▸ **TASK GOAL**: Please output the text below about keeping the core separate from its plugins in full, with every word and mark unchanged.

▸ **SUPPLIED TEXT**:
The core never knows a plugin exists
Core is the vault plus ingest, recall, and check. Everything else is a plugin. The one rule, with its litmus:
You can add or remove any plugin with zero edits to the core.
This is the most important call, and it is a direct lesson from PAI. A core bloats when the dependency arrows point from core to module: the core imports, branches on, validates, and loads every subsystem, so every new capability grows it. PAI was built that way, and over time the core carried every feature as always-on overhead you paid for in tokens and misfires whether you used a feature or not. imprnt inverts the arrows. A plugin depends on exactly two things, your notes and its own folder, and the core stays blind to all of them. PAI shipped a fixed set you took whole. imprnt ships a small core plus plugins you compose, with a real off-switch.
Copy the reader, share no core code
The roughly twelve lines a plugin needs to read a note’s frontmatter are copied into each plugin. The core publishes no importable code as a contract. The reason is reversibility, not purity. If duplication later hurts, pulling the copies into one shared file is a five-minute change that breaks nobody. Un-publishing a shared tool that plugins already import is a breaking change and a magnet for “can it also do X?” creep. Copy is the move you can undo.

▸ **SOURCE DATA**:
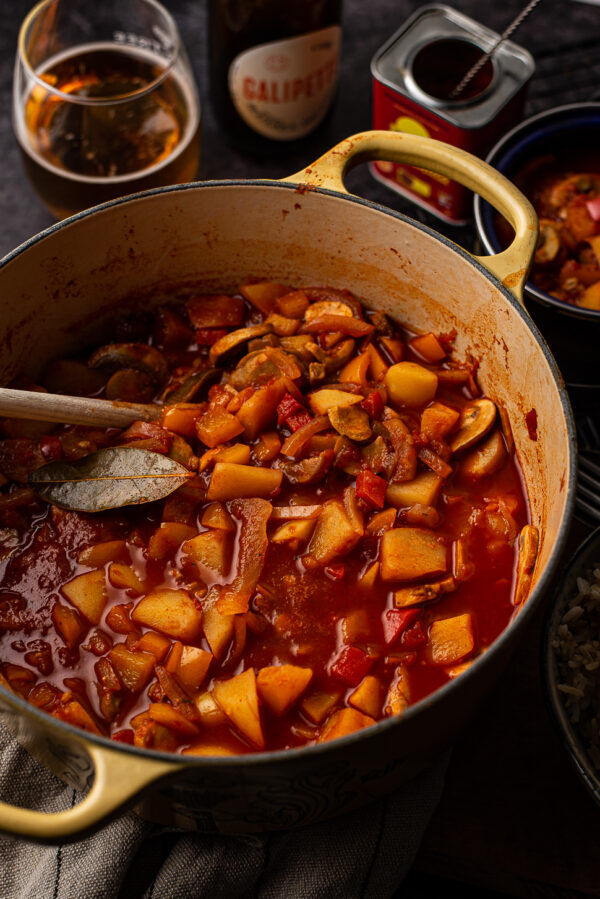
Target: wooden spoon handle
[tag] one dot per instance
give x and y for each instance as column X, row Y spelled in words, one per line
column 73, row 409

▸ **WRITTEN ANSWER**:
The core never knows a plugin exists
Core is the vault plus ingest, recall, and check. Everything else is a plugin. The one rule, with its litmus:
You can add or remove any plugin with zero edits to the core.
This is the most important call, and it is a direct lesson from PAI. A core bloats when the dependency arrows point from core to module: the core imports, branches on, validates, and loads every subsystem, so every new capability grows it. PAI was built that way, and over time the core carried every feature as always-on overhead you paid for in tokens and misfires whether you used a feature or not. imprnt inverts the arrows. A plugin depends on exactly two things, your notes and its own folder, and the core stays blind to all of them. PAI shipped a fixed set you took whole. imprnt ships a small core plus plugins you compose, with a real off-switch.
Copy the reader, share no core code
The roughly twelve lines a plugin needs to read a note’s frontmatter are copied into each plugin. The core publishes no importable code as a contract. The reason is reversibility, not purity. If duplication later hurts, pulling the copies into one shared file is a five-minute change that breaks nobody. Un-publishing a shared tool that plugins already import is a breaking change and a magnet for “can it also do X?” creep. Copy is the move you can undo.